Material for this task:
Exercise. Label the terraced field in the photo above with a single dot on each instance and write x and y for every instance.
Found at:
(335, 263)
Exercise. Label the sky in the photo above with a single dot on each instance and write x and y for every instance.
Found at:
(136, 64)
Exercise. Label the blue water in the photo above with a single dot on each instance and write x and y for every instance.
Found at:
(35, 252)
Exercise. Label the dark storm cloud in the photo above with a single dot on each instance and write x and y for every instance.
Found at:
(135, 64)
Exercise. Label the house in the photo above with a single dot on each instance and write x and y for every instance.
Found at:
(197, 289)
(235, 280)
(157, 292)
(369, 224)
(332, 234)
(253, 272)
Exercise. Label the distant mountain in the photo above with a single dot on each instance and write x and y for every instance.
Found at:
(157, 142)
---
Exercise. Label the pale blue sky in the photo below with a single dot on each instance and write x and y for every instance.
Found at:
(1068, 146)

Short problem: Count the lines of the records that contain the word "above", and state only that number.

Output of the exercise: 6